#### [Verständnis prüfen]
[1] Welchen Kurs absolvierte Petra Baumann laut dem Auszug über sie im Jahr 2012, und an welcher Hochschule?
[2] Wiederhole aus dem Auszug über Petra Baumann wörtlich alles von „Für die Einver­nahme“ bis hinunter zu „aufge­nommen worden war.“.

#### [Ausgewählter Auszug]
::::
1992 wurde Petra Baumann die erste Poli­zistin im Kanton Glarus. Als einzige Frau im Team musste sie als Aspi­rantin trau­ma­ti­sierte Opfer von Sexual­de­likten befragen. Nach drei Jahren im Poli­zei­dienst bekam sie ihr erstes Kind und kündigte, bewarb sich jedoch nach der Fami­li­en­pause erneut bei der Polizei, und zwar auf eine Stelle in der Admi­nis­tra­tion. Statt als Bürokraft wurde sie jedoch als Poli­zei­as­sis­tentin einge­stellt und machte mit Einver­nahmen, Spuren­si­che­rungen und ähnli­chem alles, was ihre Poli­zei­kol­legen auch taten, mit Ausnahme des Aussen­diensts. Der Job gefiel ihr, doch es fehlten die Karrieremöglich­keiten.

Wie kamen Sie von der Polizei zur Sozialen Arbeit?

Für die Einver­nahme von Kind­sop­fern absol­vierte ich 2012 den Opfer­be­fra­gungs­kurs an der Hoch­schule Luzern. Durch meine Tätigkeit war mein Inter­esse für die Soziale Arbeit geweckt worden, denn hinter den Delikten stecken stets komplexe Lebens­ge­schichten. Auf der Suche nach einer neuen Heraus­for­de­rung wurde ich Assis­tentin einer Sozi­al­ar­bei­terin bei der Sozi­al­hilfe Glarus. Als später ein Team­mit­glied pensio­niert wurde, wurde ich ange­stellt: zunächst als (unaus­ge­bil­dete) Sozi­al­ar­bei­terin in der Sozi­al­hilfe. Berufs­be­glei­tend absol­vierte ich das Bachelor-Studium in Sozialer Arbeit an der Hoch­schule Luzern, wo ich <sur dossier> aufge­nommen worden war.

Obwohl Petra Baumann sagt, sie sei bildungs­fern aufge­wachsen, hat sie sich schon immer gerne Wissen ange­eignet. So war für sie schnell klar, dass sie nach dem Bachelor ins Master-Studium starten wollte. Dieses wird sie im Herbst 2023 absch­liessen.
::::
#### [Bereitgestellte Zeilen]
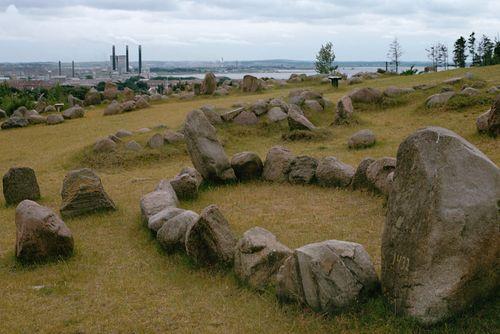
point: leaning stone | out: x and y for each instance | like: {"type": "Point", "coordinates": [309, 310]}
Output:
{"type": "Point", "coordinates": [441, 239]}
{"type": "Point", "coordinates": [247, 165]}
{"type": "Point", "coordinates": [205, 150]}
{"type": "Point", "coordinates": [328, 276]}
{"type": "Point", "coordinates": [377, 173]}
{"type": "Point", "coordinates": [83, 193]}
{"type": "Point", "coordinates": [163, 197]}
{"type": "Point", "coordinates": [334, 173]}
{"type": "Point", "coordinates": [276, 165]}
{"type": "Point", "coordinates": [258, 257]}
{"type": "Point", "coordinates": [210, 239]}
{"type": "Point", "coordinates": [40, 233]}
{"type": "Point", "coordinates": [20, 183]}
{"type": "Point", "coordinates": [302, 170]}
{"type": "Point", "coordinates": [362, 139]}
{"type": "Point", "coordinates": [172, 235]}
{"type": "Point", "coordinates": [360, 180]}
{"type": "Point", "coordinates": [156, 221]}
{"type": "Point", "coordinates": [54, 119]}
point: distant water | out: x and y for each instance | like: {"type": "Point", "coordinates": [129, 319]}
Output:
{"type": "Point", "coordinates": [285, 74]}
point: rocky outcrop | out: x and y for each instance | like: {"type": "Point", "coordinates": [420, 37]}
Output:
{"type": "Point", "coordinates": [258, 257]}
{"type": "Point", "coordinates": [82, 193]}
{"type": "Point", "coordinates": [19, 184]}
{"type": "Point", "coordinates": [210, 239]}
{"type": "Point", "coordinates": [40, 233]}
{"type": "Point", "coordinates": [205, 150]}
{"type": "Point", "coordinates": [441, 242]}
{"type": "Point", "coordinates": [328, 276]}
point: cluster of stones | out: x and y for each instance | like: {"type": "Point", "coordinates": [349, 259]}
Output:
{"type": "Point", "coordinates": [274, 109]}
{"type": "Point", "coordinates": [40, 233]}
{"type": "Point", "coordinates": [23, 117]}
{"type": "Point", "coordinates": [112, 142]}
{"type": "Point", "coordinates": [441, 232]}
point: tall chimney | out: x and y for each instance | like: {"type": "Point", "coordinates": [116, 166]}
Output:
{"type": "Point", "coordinates": [126, 57]}
{"type": "Point", "coordinates": [140, 59]}
{"type": "Point", "coordinates": [113, 56]}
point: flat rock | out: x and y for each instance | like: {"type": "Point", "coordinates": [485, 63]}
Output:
{"type": "Point", "coordinates": [334, 173]}
{"type": "Point", "coordinates": [441, 241]}
{"type": "Point", "coordinates": [258, 257]}
{"type": "Point", "coordinates": [328, 276]}
{"type": "Point", "coordinates": [277, 163]}
{"type": "Point", "coordinates": [247, 166]}
{"type": "Point", "coordinates": [210, 239]}
{"type": "Point", "coordinates": [19, 184]}
{"type": "Point", "coordinates": [40, 233]}
{"type": "Point", "coordinates": [83, 193]}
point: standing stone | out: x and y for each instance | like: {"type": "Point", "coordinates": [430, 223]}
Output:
{"type": "Point", "coordinates": [20, 183]}
{"type": "Point", "coordinates": [205, 150]}
{"type": "Point", "coordinates": [362, 139]}
{"type": "Point", "coordinates": [377, 174]}
{"type": "Point", "coordinates": [360, 180]}
{"type": "Point", "coordinates": [209, 84]}
{"type": "Point", "coordinates": [441, 241]}
{"type": "Point", "coordinates": [172, 234]}
{"type": "Point", "coordinates": [276, 165]}
{"type": "Point", "coordinates": [83, 193]}
{"type": "Point", "coordinates": [334, 173]}
{"type": "Point", "coordinates": [247, 165]}
{"type": "Point", "coordinates": [163, 197]}
{"type": "Point", "coordinates": [251, 84]}
{"type": "Point", "coordinates": [327, 276]}
{"type": "Point", "coordinates": [258, 257]}
{"type": "Point", "coordinates": [40, 233]}
{"type": "Point", "coordinates": [246, 118]}
{"type": "Point", "coordinates": [345, 110]}
{"type": "Point", "coordinates": [210, 239]}
{"type": "Point", "coordinates": [302, 170]}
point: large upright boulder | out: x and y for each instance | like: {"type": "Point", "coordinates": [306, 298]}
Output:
{"type": "Point", "coordinates": [327, 276]}
{"type": "Point", "coordinates": [210, 239]}
{"type": "Point", "coordinates": [251, 84]}
{"type": "Point", "coordinates": [205, 150]}
{"type": "Point", "coordinates": [258, 257]}
{"type": "Point", "coordinates": [441, 241]}
{"type": "Point", "coordinates": [82, 193]}
{"type": "Point", "coordinates": [276, 165]}
{"type": "Point", "coordinates": [20, 183]}
{"type": "Point", "coordinates": [209, 84]}
{"type": "Point", "coordinates": [40, 233]}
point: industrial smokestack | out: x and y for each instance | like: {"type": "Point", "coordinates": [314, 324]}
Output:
{"type": "Point", "coordinates": [113, 56]}
{"type": "Point", "coordinates": [127, 68]}
{"type": "Point", "coordinates": [140, 59]}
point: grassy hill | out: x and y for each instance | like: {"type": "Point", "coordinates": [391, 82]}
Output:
{"type": "Point", "coordinates": [120, 281]}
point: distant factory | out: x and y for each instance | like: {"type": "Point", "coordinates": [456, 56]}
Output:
{"type": "Point", "coordinates": [121, 63]}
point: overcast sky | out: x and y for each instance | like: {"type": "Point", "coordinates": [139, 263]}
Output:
{"type": "Point", "coordinates": [84, 30]}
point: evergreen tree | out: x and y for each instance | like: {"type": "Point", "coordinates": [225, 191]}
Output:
{"type": "Point", "coordinates": [395, 52]}
{"type": "Point", "coordinates": [459, 56]}
{"type": "Point", "coordinates": [325, 58]}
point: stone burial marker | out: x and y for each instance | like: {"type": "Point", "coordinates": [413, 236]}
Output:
{"type": "Point", "coordinates": [205, 150]}
{"type": "Point", "coordinates": [20, 183]}
{"type": "Point", "coordinates": [441, 241]}
{"type": "Point", "coordinates": [40, 233]}
{"type": "Point", "coordinates": [83, 193]}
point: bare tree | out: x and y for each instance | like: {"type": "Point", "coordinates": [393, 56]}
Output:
{"type": "Point", "coordinates": [395, 52]}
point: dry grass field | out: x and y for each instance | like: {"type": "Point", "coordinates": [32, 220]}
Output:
{"type": "Point", "coordinates": [120, 281]}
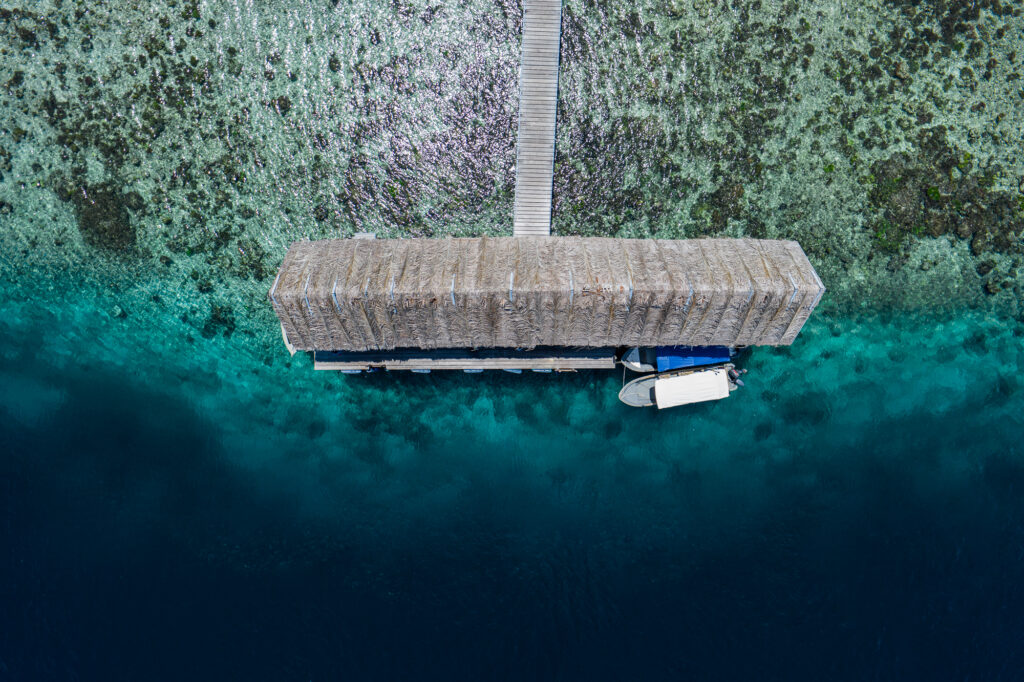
::::
#### [Antworten zu Aufgaben]
[1] Sie absolvierte den Opferbefragungskurs an der Hochschule Luzern.

[2]
Für die Einver­nahme von Kind­sop­fern absol­vierte ich 2012 den Opfer­be­fra­gungs­kurs an der Hoch­schule Luzern. Durch meine Tätigkeit war mein Inter­esse für die Soziale Arbeit geweckt worden, denn hinter den Delikten stecken stets komplexe Lebens­ge­schichten. Auf der Suche nach einer neuen Heraus­for­de­rung wurde ich Assis­tentin einer Sozi­al­ar­bei­terin bei der Sozi­al­hilfe Glarus. Als später ein Team­mit­glied pensio­niert wurde, wurde ich ange­stellt: zunächst als (unaus­ge­bil­dete) Sozi­al­ar­bei­terin in der Sozi­al­hilfe. Berufs­be­glei­tend absol­vierte ich das Bachelor-Studium in Sozialer Arbeit an der Hoch­schule Luzern, wo ich <sur dossier> aufge­nommen worden war.